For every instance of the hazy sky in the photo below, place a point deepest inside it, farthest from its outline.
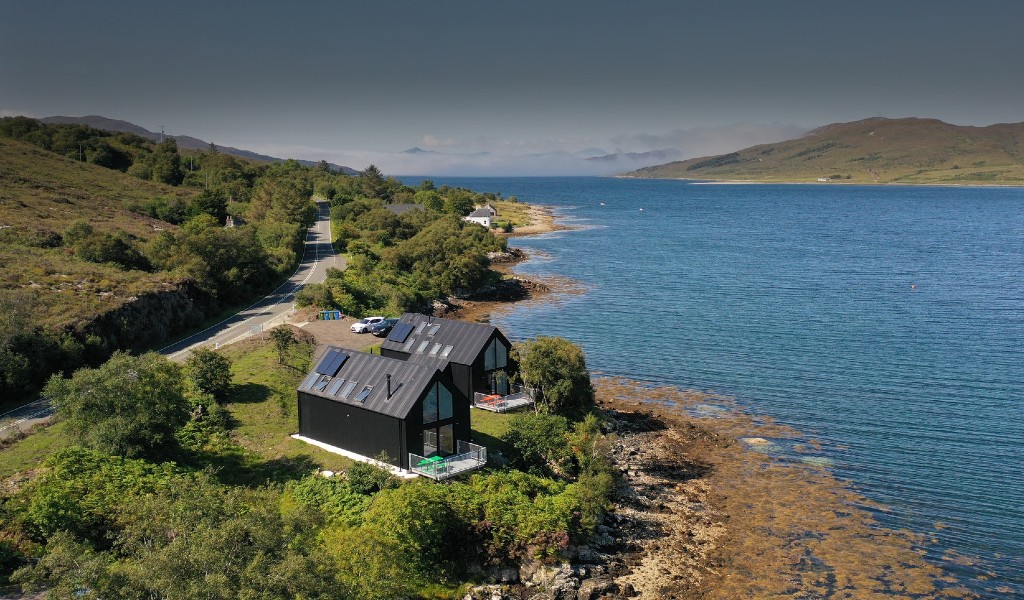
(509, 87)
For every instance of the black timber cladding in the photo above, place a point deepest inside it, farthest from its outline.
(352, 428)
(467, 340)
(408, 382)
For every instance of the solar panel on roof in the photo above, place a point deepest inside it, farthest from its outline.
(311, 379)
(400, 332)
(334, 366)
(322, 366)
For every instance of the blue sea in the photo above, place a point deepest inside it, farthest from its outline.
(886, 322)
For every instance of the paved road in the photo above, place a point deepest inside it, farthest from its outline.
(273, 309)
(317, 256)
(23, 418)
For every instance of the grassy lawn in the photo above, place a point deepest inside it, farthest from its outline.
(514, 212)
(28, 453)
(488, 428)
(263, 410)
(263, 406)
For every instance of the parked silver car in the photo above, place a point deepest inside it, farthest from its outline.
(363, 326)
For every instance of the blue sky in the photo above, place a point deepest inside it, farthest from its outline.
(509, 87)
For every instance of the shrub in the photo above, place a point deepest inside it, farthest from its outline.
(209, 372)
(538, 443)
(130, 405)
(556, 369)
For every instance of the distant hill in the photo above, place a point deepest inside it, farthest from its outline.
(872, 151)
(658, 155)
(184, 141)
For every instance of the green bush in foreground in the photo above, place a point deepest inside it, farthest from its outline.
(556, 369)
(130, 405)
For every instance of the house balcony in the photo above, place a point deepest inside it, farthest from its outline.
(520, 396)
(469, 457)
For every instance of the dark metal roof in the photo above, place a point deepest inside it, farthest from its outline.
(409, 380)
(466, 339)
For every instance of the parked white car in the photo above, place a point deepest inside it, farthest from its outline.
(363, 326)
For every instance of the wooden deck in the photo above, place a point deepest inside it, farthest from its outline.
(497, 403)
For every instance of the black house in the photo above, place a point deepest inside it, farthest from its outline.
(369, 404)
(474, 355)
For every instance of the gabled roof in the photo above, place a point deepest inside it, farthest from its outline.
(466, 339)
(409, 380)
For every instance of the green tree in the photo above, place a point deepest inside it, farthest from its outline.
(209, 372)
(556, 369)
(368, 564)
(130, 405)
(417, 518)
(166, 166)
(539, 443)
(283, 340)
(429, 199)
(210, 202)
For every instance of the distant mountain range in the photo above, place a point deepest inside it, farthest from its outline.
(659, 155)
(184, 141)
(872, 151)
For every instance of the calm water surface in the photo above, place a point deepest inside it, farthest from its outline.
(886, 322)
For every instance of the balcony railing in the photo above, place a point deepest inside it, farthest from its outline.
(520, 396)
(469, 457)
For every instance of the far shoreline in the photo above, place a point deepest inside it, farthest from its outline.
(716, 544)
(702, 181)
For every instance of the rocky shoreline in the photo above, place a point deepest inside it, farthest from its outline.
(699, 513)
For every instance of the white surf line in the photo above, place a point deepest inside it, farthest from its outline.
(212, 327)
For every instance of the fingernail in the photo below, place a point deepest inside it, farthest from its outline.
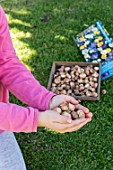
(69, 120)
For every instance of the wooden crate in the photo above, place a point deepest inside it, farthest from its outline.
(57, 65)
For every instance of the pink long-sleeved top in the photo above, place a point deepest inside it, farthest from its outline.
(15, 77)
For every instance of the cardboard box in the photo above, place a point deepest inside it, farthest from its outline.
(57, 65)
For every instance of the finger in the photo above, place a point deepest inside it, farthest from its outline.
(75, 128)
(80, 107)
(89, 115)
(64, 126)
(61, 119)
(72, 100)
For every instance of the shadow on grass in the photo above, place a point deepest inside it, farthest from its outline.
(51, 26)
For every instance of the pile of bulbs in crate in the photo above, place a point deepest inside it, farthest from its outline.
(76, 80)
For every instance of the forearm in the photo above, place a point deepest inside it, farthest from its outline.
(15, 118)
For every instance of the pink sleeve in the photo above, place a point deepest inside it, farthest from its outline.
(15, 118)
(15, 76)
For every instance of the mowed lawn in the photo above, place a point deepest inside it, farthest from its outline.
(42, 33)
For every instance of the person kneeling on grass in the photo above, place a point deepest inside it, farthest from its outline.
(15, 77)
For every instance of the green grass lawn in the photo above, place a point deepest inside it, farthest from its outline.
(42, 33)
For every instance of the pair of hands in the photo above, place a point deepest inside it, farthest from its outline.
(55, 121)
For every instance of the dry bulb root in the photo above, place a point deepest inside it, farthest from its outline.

- - - -

• **WRITTEN PROBLEM**:
Recast the listing above as a Markdown table with a Row column for numbering and a Line column for the text, one row per line. Omit blank lines and leave the pictures out.

• **WRITTEN ANSWER**:
| Row | Line |
|---|---|
| 1 | For every instance of the hazy sky in the photo below, place a point deepest inside it, farthest from its outline. |
| 2 | (509, 87) |
| 3 | For every instance of the black timber cladding in the photo above, place a point deepest inside it, farthest from its outline. |
| 4 | (352, 428) |
| 5 | (467, 340) |
| 6 | (408, 382) |
| 7 | For every instance of the solar panel on roof in the photo above, place a point deepest inside it, farthest from its outline. |
| 8 | (311, 379) |
| 9 | (400, 332) |
| 10 | (334, 366) |
| 11 | (322, 366) |
| 12 | For every instance of the blue sea in the photo above, place a point deepest inside it, farthest from its outline. |
| 13 | (886, 322) |
| 14 | For every instance of the paved road in the photo above, place a point deepest inside it, farthest from its outline. |
| 15 | (273, 309) |
| 16 | (317, 256) |
| 17 | (23, 418) |
| 18 | For every instance of the grassy lawn in the photo above, place a point deepest inside it, farthest from its outline. |
| 19 | (514, 212) |
| 20 | (28, 453) |
| 21 | (488, 428) |
| 22 | (263, 410) |
| 23 | (263, 406) |
| 24 | For every instance of the parked silver car in the photo above, place a point deepest inside it, farthest from its outline. |
| 25 | (363, 326) |
| 26 | For every instance of the blue sky in the photo above, place a point deepest inside it, farthest from its outline. |
| 27 | (509, 87) |
| 28 | For every instance of the shrub in the photo above, place a point deepest inside it, farthest from its outline. |
| 29 | (209, 372) |
| 30 | (538, 443) |
| 31 | (130, 405) |
| 32 | (556, 369) |
| 33 | For every instance of the distant hill in the photo above, place a point deepest inside it, farthest from its outline. |
| 34 | (872, 151) |
| 35 | (658, 155) |
| 36 | (184, 141) |
| 37 | For every instance of the green bush in foreground in the photo above, place a point deepest inside it, farthest from its outline. |
| 38 | (556, 369) |
| 39 | (130, 405) |
| 40 | For every instance of the house balcony in the photo above, place a point deepest inside it, farthest from its outline. |
| 41 | (520, 396) |
| 42 | (469, 457) |
| 43 | For every instance of the dark metal roof in the photo above, place a point deepest inside it, farthest from its outline. |
| 44 | (409, 380) |
| 45 | (466, 339) |
| 46 | For every instance of the parked white car in the photo above, place a point deepest inside it, farthest from its outline. |
| 47 | (363, 326) |
| 48 | For every instance of the wooden deck in the photo above, place a point deepest inside it, farthest from its outline. |
| 49 | (497, 403) |
| 50 | For every instance of the black house in the photo above, place a point deepest inside it, farthest from its outline. |
| 51 | (369, 404) |
| 52 | (474, 355) |
| 53 | For every instance of the gabled roof in the photo above, place a point deepest inside it, farthest from its outline. |
| 54 | (466, 339) |
| 55 | (409, 380) |
| 56 | For every instance of the green tree in the photo above, place a point deepest inside it, farthest from its outline. |
| 57 | (209, 372) |
| 58 | (556, 369) |
| 59 | (368, 564) |
| 60 | (130, 405) |
| 61 | (417, 518) |
| 62 | (166, 166) |
| 63 | (539, 443) |
| 64 | (283, 340) |
| 65 | (429, 199) |
| 66 | (210, 202) |
| 67 | For every instance of the distant mountain range in the photo above, place a point deepest inside it, farthest from its outline. |
| 68 | (659, 155) |
| 69 | (184, 141) |
| 70 | (872, 151) |
| 71 | For every instance of the calm water surface in the photo above, place a point deepest inside it, farthest from its outline. |
| 72 | (886, 322) |
| 73 | For every instance of the balcony railing in the photo above, place a point deepest inside it, farthest from its outline. |
| 74 | (520, 396) |
| 75 | (469, 457) |
| 76 | For every instance of the far shoreline in the photo above, place a point deepest inside it, farthest from its outline. |
| 77 | (716, 544) |
| 78 | (702, 181) |
| 79 | For every instance of the rocky shoreline in the photo above, place a point deepest inside it, farthest from its outline. |
| 80 | (699, 513) |
| 81 | For every instance of the white surf line in the photo above, place a point deepest inside it, farthest from its outline. |
| 82 | (212, 327) |
| 83 | For every instance of the fingernail in the photo below, place a point deepest inside it, farthest from its outline. |
| 84 | (69, 120) |
| 85 | For every instance of the wooden crate in the photo above, place a point deepest inside it, farthest from its outline. |
| 86 | (57, 65) |
| 87 | For every instance of the pink long-sleeved top in the photo above, place a point deepest inside it, farthest from its outline. |
| 88 | (15, 77) |
| 89 | For every instance of the cardboard box in the photo above, place a point deepest inside it, farthest from its outline. |
| 90 | (57, 65) |
| 91 | For every instance of the finger in the photo above, place a point deepest inside it, farthest from its outline. |
| 92 | (75, 128) |
| 93 | (80, 107) |
| 94 | (89, 115) |
| 95 | (64, 126) |
| 96 | (61, 119) |
| 97 | (72, 100) |
| 98 | For every instance of the shadow on grass in the photo above, place a point deepest inside it, farthest from its outline. |
| 99 | (51, 26) |
| 100 | For every instance of the pile of bulbs in crate in the photo above, place a point deepest inside it, farthest from its outline. |
| 101 | (76, 80) |
| 102 | For every instance of the forearm in the photo above, place a point deepest inside it, farthest from its outline. |
| 103 | (15, 118) |
| 104 | For every instance of the pink sleeve in the photo above, place a point deepest inside it, farthest from its outline. |
| 105 | (15, 118) |
| 106 | (15, 76) |
| 107 | For every instance of the mowed lawn in the photo above, place a point deepest inside it, farthest from its outline. |
| 108 | (42, 33) |
| 109 | For every instance of the person kneeling on grass in the photo above, place a point deepest inside it, farthest from its outline. |
| 110 | (15, 77) |
| 111 | For every instance of the green grass lawn in the photo above, place a point deepest inside it, farthest from its outline. |
| 112 | (42, 33) |
| 113 | For every instance of the pair of hands in the photo above, place a point deepest inside it, farthest from its outline. |
| 114 | (55, 121) |
| 115 | For every instance of the dry bulb root in the photo above, place a point deepest inside it, farthest from its outline. |